OBJECTIVE: Identify every line in the material below that contains the word "overpass", and copy each one. Case counts.

Source data:
Begin

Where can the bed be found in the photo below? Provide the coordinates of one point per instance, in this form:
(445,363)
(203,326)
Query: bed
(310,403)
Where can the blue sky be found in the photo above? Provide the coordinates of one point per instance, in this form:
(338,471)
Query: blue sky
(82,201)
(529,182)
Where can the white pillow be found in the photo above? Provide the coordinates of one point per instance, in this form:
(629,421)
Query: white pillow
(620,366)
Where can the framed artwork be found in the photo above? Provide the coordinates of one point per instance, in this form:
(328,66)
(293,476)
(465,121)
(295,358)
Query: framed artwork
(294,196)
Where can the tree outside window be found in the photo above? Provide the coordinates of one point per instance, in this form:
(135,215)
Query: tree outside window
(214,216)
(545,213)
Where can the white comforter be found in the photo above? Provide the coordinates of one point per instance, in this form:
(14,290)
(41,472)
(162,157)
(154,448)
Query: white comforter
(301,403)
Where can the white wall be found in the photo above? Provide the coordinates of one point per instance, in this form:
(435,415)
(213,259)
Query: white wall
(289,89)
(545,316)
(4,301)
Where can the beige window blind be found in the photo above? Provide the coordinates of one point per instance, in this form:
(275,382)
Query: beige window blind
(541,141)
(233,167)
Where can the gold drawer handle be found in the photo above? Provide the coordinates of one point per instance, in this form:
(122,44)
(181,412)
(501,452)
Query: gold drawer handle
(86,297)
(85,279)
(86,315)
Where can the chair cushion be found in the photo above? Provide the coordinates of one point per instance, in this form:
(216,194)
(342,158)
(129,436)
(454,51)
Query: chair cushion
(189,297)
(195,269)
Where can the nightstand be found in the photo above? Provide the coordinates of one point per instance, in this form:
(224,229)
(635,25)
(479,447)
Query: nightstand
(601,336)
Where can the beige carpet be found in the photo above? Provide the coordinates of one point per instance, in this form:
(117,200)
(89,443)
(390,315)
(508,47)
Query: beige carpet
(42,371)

End
Begin

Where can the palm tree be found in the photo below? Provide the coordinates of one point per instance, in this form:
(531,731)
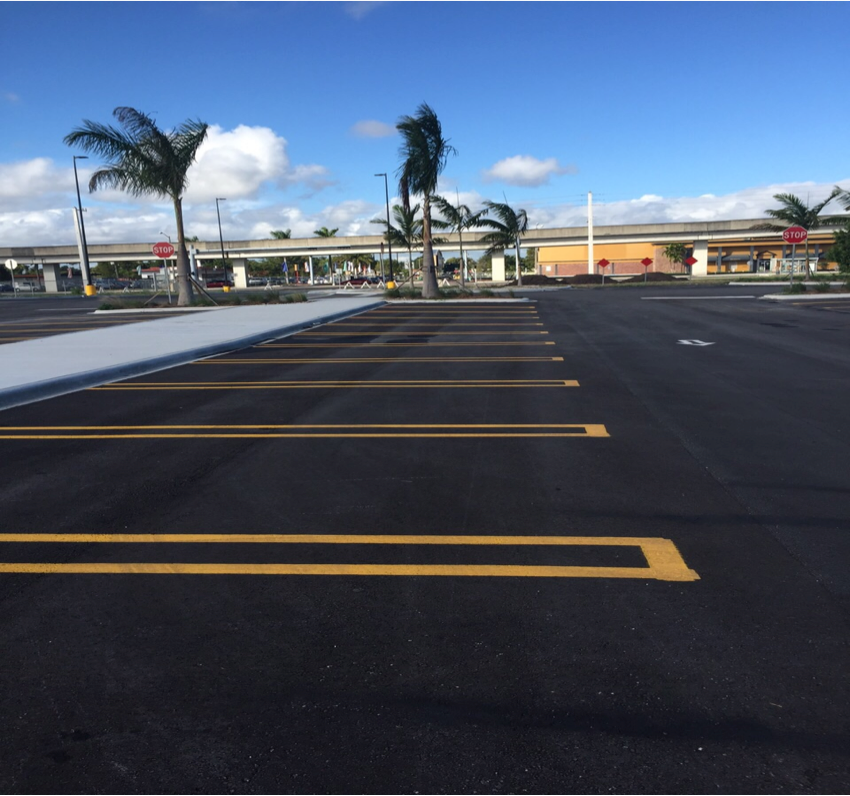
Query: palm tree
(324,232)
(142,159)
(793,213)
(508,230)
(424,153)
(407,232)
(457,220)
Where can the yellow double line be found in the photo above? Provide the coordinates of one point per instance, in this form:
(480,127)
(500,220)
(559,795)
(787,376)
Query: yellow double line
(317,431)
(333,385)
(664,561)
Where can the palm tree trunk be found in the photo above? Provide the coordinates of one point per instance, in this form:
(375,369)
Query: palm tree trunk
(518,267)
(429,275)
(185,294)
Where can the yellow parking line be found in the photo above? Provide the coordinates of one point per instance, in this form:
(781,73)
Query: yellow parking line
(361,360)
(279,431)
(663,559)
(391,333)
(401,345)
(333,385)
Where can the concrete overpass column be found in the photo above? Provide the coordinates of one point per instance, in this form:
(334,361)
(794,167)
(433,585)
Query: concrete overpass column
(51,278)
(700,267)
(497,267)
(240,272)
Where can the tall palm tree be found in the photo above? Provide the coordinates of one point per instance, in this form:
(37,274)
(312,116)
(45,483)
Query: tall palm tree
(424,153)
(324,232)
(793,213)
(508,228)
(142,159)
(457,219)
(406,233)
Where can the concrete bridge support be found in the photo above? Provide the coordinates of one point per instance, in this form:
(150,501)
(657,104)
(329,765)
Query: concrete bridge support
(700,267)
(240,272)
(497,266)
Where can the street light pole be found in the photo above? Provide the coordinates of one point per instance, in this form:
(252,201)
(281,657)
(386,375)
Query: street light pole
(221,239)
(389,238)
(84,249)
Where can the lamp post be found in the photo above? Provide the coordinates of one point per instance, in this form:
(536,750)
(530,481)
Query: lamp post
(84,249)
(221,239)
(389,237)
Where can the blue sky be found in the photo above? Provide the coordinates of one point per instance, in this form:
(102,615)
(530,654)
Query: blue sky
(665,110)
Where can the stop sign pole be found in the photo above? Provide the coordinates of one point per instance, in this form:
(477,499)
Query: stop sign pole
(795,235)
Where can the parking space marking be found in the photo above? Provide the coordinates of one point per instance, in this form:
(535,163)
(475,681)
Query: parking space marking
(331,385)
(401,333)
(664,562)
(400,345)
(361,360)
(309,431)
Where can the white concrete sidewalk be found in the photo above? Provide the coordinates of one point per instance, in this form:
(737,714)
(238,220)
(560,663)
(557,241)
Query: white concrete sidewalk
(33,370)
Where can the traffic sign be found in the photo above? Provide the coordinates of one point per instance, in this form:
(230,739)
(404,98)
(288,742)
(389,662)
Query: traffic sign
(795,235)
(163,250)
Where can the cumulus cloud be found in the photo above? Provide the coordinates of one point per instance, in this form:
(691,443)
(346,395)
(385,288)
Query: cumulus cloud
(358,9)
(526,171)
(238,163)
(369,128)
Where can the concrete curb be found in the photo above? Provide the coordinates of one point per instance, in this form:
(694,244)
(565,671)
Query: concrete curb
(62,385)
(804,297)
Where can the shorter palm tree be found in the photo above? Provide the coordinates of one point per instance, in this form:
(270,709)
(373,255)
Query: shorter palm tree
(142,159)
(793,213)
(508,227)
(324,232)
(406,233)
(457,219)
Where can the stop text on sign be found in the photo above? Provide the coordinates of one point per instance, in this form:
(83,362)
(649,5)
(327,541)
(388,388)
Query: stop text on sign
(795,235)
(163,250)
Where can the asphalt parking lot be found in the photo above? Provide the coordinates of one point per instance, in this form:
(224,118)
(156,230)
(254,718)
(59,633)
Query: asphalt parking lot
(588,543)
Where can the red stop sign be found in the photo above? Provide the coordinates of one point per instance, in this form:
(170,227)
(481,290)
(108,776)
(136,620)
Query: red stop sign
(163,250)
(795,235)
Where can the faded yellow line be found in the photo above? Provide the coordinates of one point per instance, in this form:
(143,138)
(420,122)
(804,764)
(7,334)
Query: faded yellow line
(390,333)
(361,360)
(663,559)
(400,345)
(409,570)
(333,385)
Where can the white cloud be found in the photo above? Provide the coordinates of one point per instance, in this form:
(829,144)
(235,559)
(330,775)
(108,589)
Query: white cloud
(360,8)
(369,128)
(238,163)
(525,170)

End

OUTPUT:
Where can the concrete overpass column be found in the photo above? Provide the coordinates of one point per instance, in this form:
Query: concrete overpass column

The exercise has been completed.